§ **DIRECTIONS FOR THIS TASK**
An exact reprint of every record below is required, with the pictures left out.

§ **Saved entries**
....

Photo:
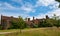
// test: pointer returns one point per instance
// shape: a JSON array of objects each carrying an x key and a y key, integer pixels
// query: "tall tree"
[
  {"x": 59, "y": 2},
  {"x": 21, "y": 23}
]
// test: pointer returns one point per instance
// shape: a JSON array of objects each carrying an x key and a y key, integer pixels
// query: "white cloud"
[
  {"x": 50, "y": 14},
  {"x": 45, "y": 2}
]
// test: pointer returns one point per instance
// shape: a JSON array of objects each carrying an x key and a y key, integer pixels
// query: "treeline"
[{"x": 21, "y": 24}]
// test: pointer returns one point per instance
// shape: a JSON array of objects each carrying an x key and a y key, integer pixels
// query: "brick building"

....

§ **WRITTEN RESPONSE**
Photo:
// test: pointer returns one point per instance
// shape: a JSON array of objects each carrying an x key and a y key, integer pixels
// query: "tall tree"
[
  {"x": 59, "y": 2},
  {"x": 21, "y": 23}
]
// test: pointer returns one point per instance
// shape: a JSON array of objects each carrying an x key and a y key, integer pixels
// query: "white cloud"
[
  {"x": 50, "y": 14},
  {"x": 45, "y": 2}
]
// test: pointer returns one point per instance
// shape: a JSON array of objects each carrying an x key and a y key, integer pixels
// query: "treeline"
[{"x": 21, "y": 24}]
// test: pointer returns one point per instance
// shape: a JSON array of objects each carrying an x key and a y key, integer pixels
// query: "brick building"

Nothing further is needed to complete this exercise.